Given instruction A | In the LoopEditor email thread, which three people does Michael suggest CCing?
Given instruction B | Extend the LoopEditor email thread from the point where it stops.

Given text |
- - -

RFC: LoopEditor, a high-level loop transform toolkit

Tue Jul 28 12:52:58 PDT 2015

I should mention that I don't currently have such a patch - I'll have to do
a bunch of work to create it and start the test suite in the process.
On Tue, 28 Jul 2015 at 20:48, James Molloy <james at jamesmolloy.co.uk> wrote:

> Hi Michael,
>
> +llvmdev,Hal,Nadav
>
> For testing, I was currently thinking of a two pronged approach. Lit tests
> as you suggest with a dummy pass, probably with command line options to
> define what transform to do, and unit tests to test the delegate behaviour
> and return values.
>
> I'll try and produce a mega patch with at least the loop vectoriser moved
> over, then split it up again after review.
>
> Cheers,
>
> James
>
> On Tue, 28 Jul 2015 at 20:27, Michael Zolotukhin <mzolotukhin at apple.com>
> wrote:
>
>> BTW, I think this thread should be on LLVM-dev, and I’d also CC Arnold,
>> Hal, and Nadav - their feedback would be very valuable here.
>>
>> Michael
>>
>> On Jul 28, 2015, at 12:21 PM, Mikhail Zolotukhin <mzolotukhin at apple.com>
>> wrote:
>>
>> Hi James,
>>
>> Thanks for your comments!

- - -

Data provided |

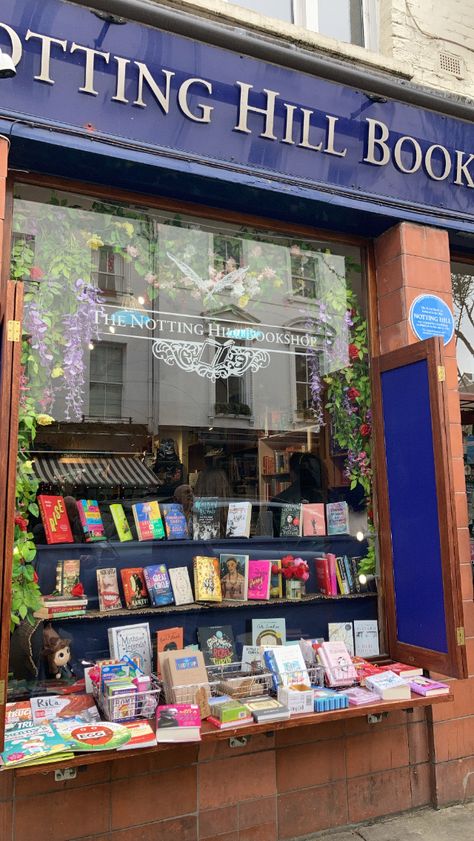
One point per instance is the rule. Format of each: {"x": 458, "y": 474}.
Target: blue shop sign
{"x": 431, "y": 316}
{"x": 182, "y": 99}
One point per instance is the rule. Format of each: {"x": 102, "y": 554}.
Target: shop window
{"x": 106, "y": 381}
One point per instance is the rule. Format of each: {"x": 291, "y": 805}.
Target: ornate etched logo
{"x": 211, "y": 359}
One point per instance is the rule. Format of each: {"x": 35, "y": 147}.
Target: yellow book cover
{"x": 207, "y": 583}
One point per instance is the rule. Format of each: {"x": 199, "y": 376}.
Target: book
{"x": 366, "y": 638}
{"x": 276, "y": 582}
{"x": 120, "y": 522}
{"x": 428, "y": 687}
{"x": 91, "y": 520}
{"x": 176, "y": 525}
{"x": 52, "y": 708}
{"x": 337, "y": 663}
{"x": 178, "y": 723}
{"x": 181, "y": 585}
{"x": 56, "y": 524}
{"x": 314, "y": 523}
{"x": 148, "y": 522}
{"x": 290, "y": 520}
{"x": 388, "y": 686}
{"x": 142, "y": 735}
{"x": 268, "y": 631}
{"x": 259, "y": 579}
{"x": 158, "y": 584}
{"x": 234, "y": 577}
{"x": 206, "y": 518}
{"x": 107, "y": 589}
{"x": 67, "y": 575}
{"x": 344, "y": 632}
{"x": 337, "y": 517}
{"x": 168, "y": 639}
{"x": 134, "y": 587}
{"x": 133, "y": 640}
{"x": 207, "y": 582}
{"x": 239, "y": 515}
{"x": 217, "y": 644}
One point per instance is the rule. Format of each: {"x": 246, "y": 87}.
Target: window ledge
{"x": 210, "y": 734}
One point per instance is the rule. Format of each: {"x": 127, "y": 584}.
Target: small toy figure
{"x": 57, "y": 651}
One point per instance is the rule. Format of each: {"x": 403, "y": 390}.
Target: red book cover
{"x": 55, "y": 519}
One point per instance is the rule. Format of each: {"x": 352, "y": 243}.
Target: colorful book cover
{"x": 55, "y": 520}
{"x": 67, "y": 575}
{"x": 276, "y": 580}
{"x": 158, "y": 584}
{"x": 217, "y": 645}
{"x": 337, "y": 515}
{"x": 181, "y": 585}
{"x": 134, "y": 587}
{"x": 175, "y": 522}
{"x": 234, "y": 577}
{"x": 91, "y": 519}
{"x": 120, "y": 522}
{"x": 259, "y": 579}
{"x": 238, "y": 519}
{"x": 206, "y": 518}
{"x": 314, "y": 522}
{"x": 268, "y": 631}
{"x": 148, "y": 520}
{"x": 107, "y": 589}
{"x": 168, "y": 639}
{"x": 133, "y": 641}
{"x": 290, "y": 520}
{"x": 207, "y": 582}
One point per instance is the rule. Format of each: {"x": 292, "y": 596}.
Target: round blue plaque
{"x": 430, "y": 316}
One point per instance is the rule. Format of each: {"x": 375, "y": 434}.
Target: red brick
{"x": 383, "y": 749}
{"x": 218, "y": 821}
{"x": 156, "y": 796}
{"x": 227, "y": 781}
{"x": 378, "y": 794}
{"x": 256, "y": 812}
{"x": 312, "y": 810}
{"x": 315, "y": 763}
{"x": 56, "y": 817}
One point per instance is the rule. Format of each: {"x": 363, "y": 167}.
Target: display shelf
{"x": 212, "y": 734}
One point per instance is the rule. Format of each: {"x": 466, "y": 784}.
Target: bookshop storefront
{"x": 228, "y": 438}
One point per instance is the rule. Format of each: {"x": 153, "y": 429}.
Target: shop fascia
{"x": 380, "y": 146}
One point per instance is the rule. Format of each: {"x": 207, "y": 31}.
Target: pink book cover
{"x": 332, "y": 572}
{"x": 259, "y": 579}
{"x": 314, "y": 523}
{"x": 179, "y": 715}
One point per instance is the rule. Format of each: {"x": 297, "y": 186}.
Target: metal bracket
{"x": 238, "y": 741}
{"x": 62, "y": 774}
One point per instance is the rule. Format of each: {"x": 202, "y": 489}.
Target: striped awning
{"x": 103, "y": 472}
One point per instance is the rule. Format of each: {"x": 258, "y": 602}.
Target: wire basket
{"x": 128, "y": 706}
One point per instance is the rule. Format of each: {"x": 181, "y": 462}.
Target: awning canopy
{"x": 102, "y": 472}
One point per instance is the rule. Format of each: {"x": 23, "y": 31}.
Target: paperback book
{"x": 158, "y": 584}
{"x": 234, "y": 577}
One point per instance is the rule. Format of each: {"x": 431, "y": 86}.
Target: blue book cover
{"x": 158, "y": 585}
{"x": 175, "y": 522}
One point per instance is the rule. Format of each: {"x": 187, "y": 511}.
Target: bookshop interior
{"x": 194, "y": 539}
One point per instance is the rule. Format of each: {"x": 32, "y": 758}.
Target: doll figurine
{"x": 57, "y": 651}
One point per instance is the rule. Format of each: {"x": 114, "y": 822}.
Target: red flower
{"x": 353, "y": 352}
{"x": 21, "y": 523}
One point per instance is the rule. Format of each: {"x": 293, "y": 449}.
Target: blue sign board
{"x": 190, "y": 100}
{"x": 431, "y": 316}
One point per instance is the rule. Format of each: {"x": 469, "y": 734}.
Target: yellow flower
{"x": 95, "y": 242}
{"x": 44, "y": 420}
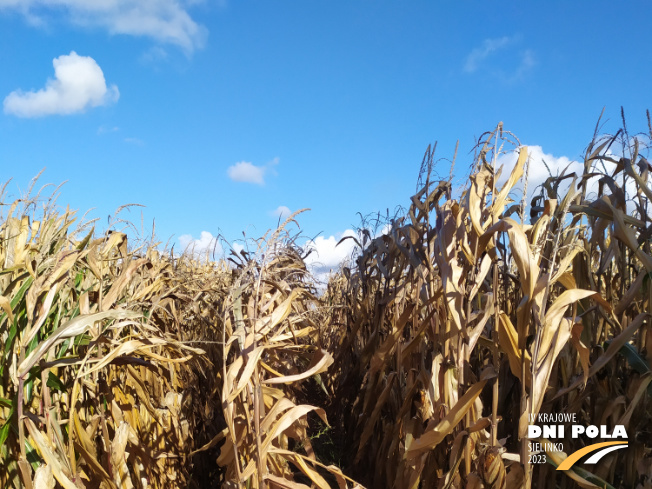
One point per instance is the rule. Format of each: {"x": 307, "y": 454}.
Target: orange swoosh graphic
{"x": 574, "y": 457}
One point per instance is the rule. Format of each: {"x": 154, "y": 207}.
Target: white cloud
{"x": 107, "y": 129}
{"x": 282, "y": 212}
{"x": 244, "y": 171}
{"x": 488, "y": 47}
{"x": 525, "y": 59}
{"x": 136, "y": 141}
{"x": 541, "y": 166}
{"x": 166, "y": 21}
{"x": 327, "y": 256}
{"x": 206, "y": 245}
{"x": 77, "y": 85}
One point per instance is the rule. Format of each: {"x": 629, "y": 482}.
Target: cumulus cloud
{"x": 541, "y": 166}
{"x": 488, "y": 47}
{"x": 77, "y": 85}
{"x": 245, "y": 171}
{"x": 282, "y": 212}
{"x": 166, "y": 21}
{"x": 327, "y": 256}
{"x": 205, "y": 245}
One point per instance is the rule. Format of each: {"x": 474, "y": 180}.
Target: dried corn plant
{"x": 421, "y": 365}
{"x": 90, "y": 393}
{"x": 463, "y": 322}
{"x": 271, "y": 346}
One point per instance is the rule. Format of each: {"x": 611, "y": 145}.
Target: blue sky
{"x": 215, "y": 114}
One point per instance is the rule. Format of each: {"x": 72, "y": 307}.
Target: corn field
{"x": 420, "y": 365}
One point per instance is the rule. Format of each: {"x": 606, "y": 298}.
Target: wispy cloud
{"x": 327, "y": 256}
{"x": 166, "y": 21}
{"x": 504, "y": 67}
{"x": 245, "y": 171}
{"x": 107, "y": 129}
{"x": 489, "y": 46}
{"x": 136, "y": 141}
{"x": 205, "y": 245}
{"x": 282, "y": 212}
{"x": 78, "y": 84}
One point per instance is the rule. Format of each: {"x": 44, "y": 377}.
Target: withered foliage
{"x": 420, "y": 365}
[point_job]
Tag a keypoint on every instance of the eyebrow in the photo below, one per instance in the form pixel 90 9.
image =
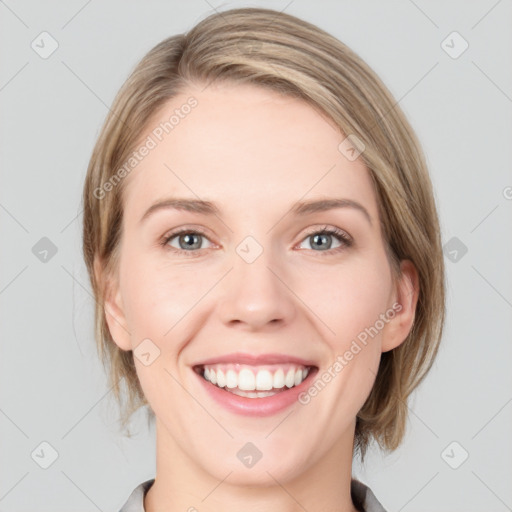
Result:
pixel 301 208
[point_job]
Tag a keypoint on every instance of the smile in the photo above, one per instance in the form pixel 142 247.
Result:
pixel 255 382
pixel 258 386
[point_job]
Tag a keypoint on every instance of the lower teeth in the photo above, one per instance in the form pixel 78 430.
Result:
pixel 254 394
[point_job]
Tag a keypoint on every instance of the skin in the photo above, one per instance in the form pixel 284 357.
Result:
pixel 254 153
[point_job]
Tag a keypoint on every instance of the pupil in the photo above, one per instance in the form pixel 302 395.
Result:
pixel 189 240
pixel 320 237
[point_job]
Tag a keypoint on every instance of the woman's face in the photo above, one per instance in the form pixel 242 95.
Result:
pixel 268 283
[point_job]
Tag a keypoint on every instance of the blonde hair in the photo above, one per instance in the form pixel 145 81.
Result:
pixel 286 54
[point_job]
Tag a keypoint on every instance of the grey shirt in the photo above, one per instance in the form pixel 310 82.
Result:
pixel 362 496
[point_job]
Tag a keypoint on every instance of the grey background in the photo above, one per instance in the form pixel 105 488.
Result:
pixel 52 387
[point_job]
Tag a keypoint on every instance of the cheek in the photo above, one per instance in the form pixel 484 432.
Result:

- - -

Answer A | Arnold, Hal, and Nadav.

Answer B |
>>
>> On Jul 28, 2015, at 1:08 AM, James Molloy <james at jamesmolloy.co.uk>
>> wrote:
>>
>> Hi Michael,
>>
>> Thanks for the feedback.
>>
>> > As a show-case, how does it help to simplify the aforementioned
>> createEmptyBlock?
>>
>> That's a good example. If you look at http://reviews.llvm.org/D11530 line
>> 916 in the .cpp file, there's a function "versionWidenAndInterleaveLoop"
>> that does basically createEmptyBlock(). It also does more stuff - it
>> performs the loop interleave too - but as an example showcase it should do.
>>
>> For the vectorizer, I think the cleanest thing would be to add a delegate
>> hook that's called whenever an instruction is about to be cloned. Then, the
>> vectorizer could override that hook and provide its own implementation
>> (instead of cloning an instruction completely, it'd replace it with a
>> vector variant. So the entire main body of the vectorizer would look
>> something like this:
>>
>> struct Delegate : public LoopEditor::Delegate {
>>   Value *hookCloneInstruction(Instruction *OldI, IRBuilder<> &IRB) {
>>     if (isControlFlowInst(OldI)) return IRB.CreateExtractElement; //
>> Don't vectorize branches
>>     return createVectorVersionOfInstruction(OldI, VF, IRB); // Defined
>> somewhere in LoopVectorize
>>   }
>> };
>> BasicBlock *PredBB;
>> Delegate D;
>> LoopEditor LE(L, DT, SE, LI);
>> LoopEditor VectorLE = LE.versionWidenAndInterleaveLoop(UF, PredBB, &D);
>> VectorLE.widen(VF); // Widen further, so it's widened by VF*UF. Only
>> affects induction variable steps and trip count.
>>
>> How does that look to you?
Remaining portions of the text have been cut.